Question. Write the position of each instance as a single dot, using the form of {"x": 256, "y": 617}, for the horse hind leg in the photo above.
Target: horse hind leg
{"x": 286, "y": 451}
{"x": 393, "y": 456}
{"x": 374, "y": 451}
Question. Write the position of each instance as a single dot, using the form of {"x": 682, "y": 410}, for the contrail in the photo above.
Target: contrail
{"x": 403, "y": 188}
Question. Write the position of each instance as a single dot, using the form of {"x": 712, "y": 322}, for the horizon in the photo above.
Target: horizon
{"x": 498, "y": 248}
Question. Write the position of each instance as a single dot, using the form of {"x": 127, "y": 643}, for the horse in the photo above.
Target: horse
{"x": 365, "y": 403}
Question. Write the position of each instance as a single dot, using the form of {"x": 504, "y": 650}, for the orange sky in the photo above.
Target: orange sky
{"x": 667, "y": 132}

--

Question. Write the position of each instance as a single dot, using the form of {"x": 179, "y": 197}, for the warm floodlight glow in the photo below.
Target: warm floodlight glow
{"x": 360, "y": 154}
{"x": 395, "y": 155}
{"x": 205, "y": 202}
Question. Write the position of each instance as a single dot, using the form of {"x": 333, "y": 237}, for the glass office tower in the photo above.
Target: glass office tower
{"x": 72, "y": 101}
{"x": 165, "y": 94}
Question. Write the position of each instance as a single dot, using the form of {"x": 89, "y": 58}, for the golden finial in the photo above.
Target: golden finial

Short task:
Copy the material word for word, starting at the line that contains "finial in the photo above." and stopping after the line that contains "Target: golden finial".

Exercise answer:
Question. Write the position of each instance as a single dot, using the form of {"x": 89, "y": 58}, for the golden finial in the photo above.
Target: golden finial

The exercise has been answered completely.